[Data shown]

.....

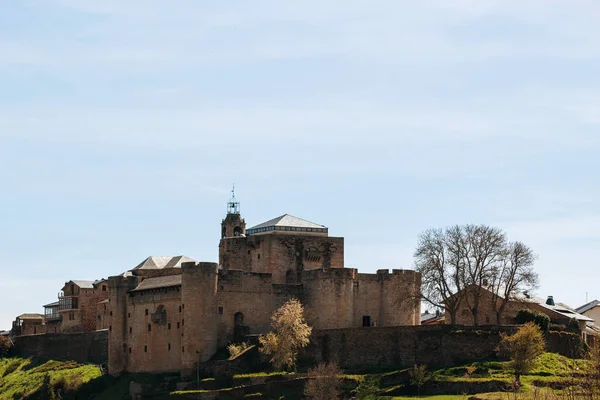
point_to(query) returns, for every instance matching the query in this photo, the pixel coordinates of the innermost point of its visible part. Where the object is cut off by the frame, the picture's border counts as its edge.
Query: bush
(540, 319)
(324, 382)
(525, 347)
(368, 387)
(237, 349)
(5, 346)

.....

[Work to do] Rewrite the data above as a two-column CSV with the headers "input" and "output". Give one row per request, with its text and answer each in one quoted field, turn line breaks into spaces, and leave out the pictures.

[In response]
input,output
"point_to(query) returns, for every instance matching the query in this photo, the pixel coordinates of the innermost point of its visible part. Where the object is cut off by the frame, the picture's border counts as its edge. Query: bush","(540, 319) (324, 382) (525, 347) (368, 387) (237, 349) (5, 346)"